(Excerpt to read)
The latter revolt was the final one: Babylon destroyed Jerusalem and its Temple and exiled its king and many of the leading citizens in 586 BCE, ending Judah's existence as an independent or quasi-independent kingdom and inaugurating the Babylonian exile.

=== Overview ===
The book can be conveniently divided into biographical, prose, and poetic strands, each of which can be summarised separately.

The biographical material is found in chapters 26–29, 32, and 34–44, and focuses on the events leading up to and surrounding the fall of Jerusalem to the Babylonians in 587 BCE; it provides precise dates for the prophet's activities beginning in 609 BCE. The non-biographical prose passages, such as the Temple sermon in chapter 7 and the covenant passage in Jeremiah 11:1–17, are scattered throughout the book and show clear affinities with the Deuteronomists, the school of writers and editors who shaped the series of historiographies from the Book of Judges to the Books of Kings. While it is unlikely they came directly from Jeremiah, they may well have their roots in traditions about what he said and did.
(End Excerpt to read)
(Data supplied)
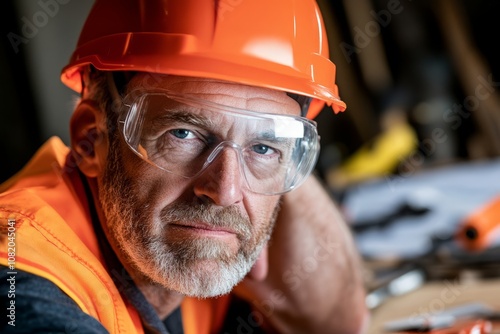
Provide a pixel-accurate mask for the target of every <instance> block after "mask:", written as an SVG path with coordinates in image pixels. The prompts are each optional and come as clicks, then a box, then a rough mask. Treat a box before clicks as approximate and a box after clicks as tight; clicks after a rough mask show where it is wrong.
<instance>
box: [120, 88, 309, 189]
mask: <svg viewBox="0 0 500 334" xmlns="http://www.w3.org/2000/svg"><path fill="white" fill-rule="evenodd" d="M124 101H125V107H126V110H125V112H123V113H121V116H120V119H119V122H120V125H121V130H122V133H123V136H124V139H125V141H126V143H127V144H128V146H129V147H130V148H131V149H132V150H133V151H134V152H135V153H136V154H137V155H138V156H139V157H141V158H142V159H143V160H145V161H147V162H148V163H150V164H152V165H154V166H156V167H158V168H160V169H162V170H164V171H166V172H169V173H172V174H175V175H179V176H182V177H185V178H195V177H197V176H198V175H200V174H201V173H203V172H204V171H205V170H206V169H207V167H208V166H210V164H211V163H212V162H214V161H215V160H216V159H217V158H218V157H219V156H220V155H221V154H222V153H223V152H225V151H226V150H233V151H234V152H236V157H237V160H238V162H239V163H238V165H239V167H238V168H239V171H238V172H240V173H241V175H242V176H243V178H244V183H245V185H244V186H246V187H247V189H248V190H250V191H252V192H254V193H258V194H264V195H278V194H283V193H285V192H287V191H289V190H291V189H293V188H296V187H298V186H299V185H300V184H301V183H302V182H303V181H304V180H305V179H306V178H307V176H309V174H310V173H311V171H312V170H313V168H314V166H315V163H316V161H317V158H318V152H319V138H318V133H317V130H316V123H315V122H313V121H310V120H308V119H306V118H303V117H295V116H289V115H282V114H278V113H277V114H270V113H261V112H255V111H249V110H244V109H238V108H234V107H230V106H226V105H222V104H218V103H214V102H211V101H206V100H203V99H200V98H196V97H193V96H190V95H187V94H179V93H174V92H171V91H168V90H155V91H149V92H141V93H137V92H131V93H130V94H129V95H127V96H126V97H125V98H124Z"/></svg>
(End Data supplied)
(Data supplied)
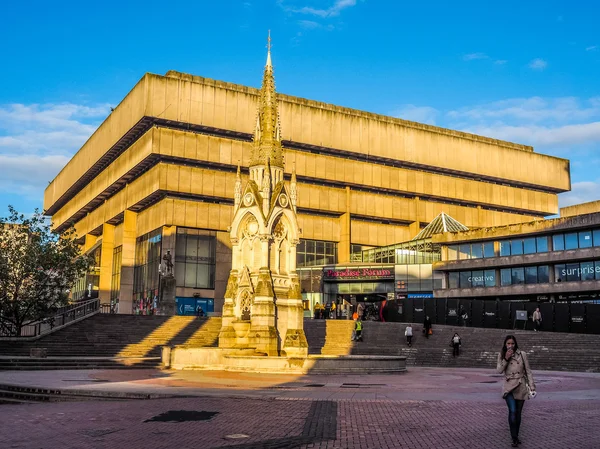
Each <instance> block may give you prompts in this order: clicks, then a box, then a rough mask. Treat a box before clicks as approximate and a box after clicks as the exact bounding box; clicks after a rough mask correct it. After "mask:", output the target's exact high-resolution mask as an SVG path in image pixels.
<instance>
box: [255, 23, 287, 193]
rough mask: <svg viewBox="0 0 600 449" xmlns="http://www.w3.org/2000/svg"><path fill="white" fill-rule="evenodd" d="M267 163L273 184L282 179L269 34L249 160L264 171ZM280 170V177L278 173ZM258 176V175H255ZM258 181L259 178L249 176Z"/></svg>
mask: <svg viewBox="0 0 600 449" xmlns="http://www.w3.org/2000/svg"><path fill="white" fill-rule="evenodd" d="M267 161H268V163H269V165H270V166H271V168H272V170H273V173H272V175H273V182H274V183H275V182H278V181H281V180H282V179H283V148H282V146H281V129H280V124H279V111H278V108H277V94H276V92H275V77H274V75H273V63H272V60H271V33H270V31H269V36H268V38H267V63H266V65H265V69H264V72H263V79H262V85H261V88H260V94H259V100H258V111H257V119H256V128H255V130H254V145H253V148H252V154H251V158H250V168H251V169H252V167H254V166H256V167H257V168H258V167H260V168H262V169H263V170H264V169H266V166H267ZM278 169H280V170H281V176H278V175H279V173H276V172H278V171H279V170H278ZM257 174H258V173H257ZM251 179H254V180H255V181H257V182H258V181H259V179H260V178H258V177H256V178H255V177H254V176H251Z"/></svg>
(End Data supplied)
(Activities)
(1) Translate this sentence from the passage on the Book of Jeremiah into Spanish: "The book can be conveniently divided into biographical, prose, and poetic strands, each of which can be summarised separately."
(2) Write a continuation of the passage on the Book of Jeremiah, starting after its last sentence.
The rows are separate material and have no connection to the passage on the Book of Jeremiah.

(Outputs by task)
(1) El libro puede dividirse convenientemente en vertientes biográficas, en prosa y poéticas, cada una de las cuales puede resumirse por separado.

(2)
The poetic material is found largely in chapters 1–25 and consists of oracles in which the prophet speaks as God's messenger. These passages, dealing with Israel's unfaithfulness to God, the call to repentance, and attacks on the religious and political establishment, are mostly undated and have no clear context. Still, it is widely accepted that they represent the teachings of Jeremiah and are the earliest stage of the book. Allied to them, and also probably a reflection of the authentic Jeremiah, are further poetic passages of a more personal nature, which have been called Jeremiah's confessions or spiritual diary. In these poems, the prophet agonises over the apparent failure of his mission, is consumed by bitterness at those who oppose or ignore him, and accuses God of betraying him.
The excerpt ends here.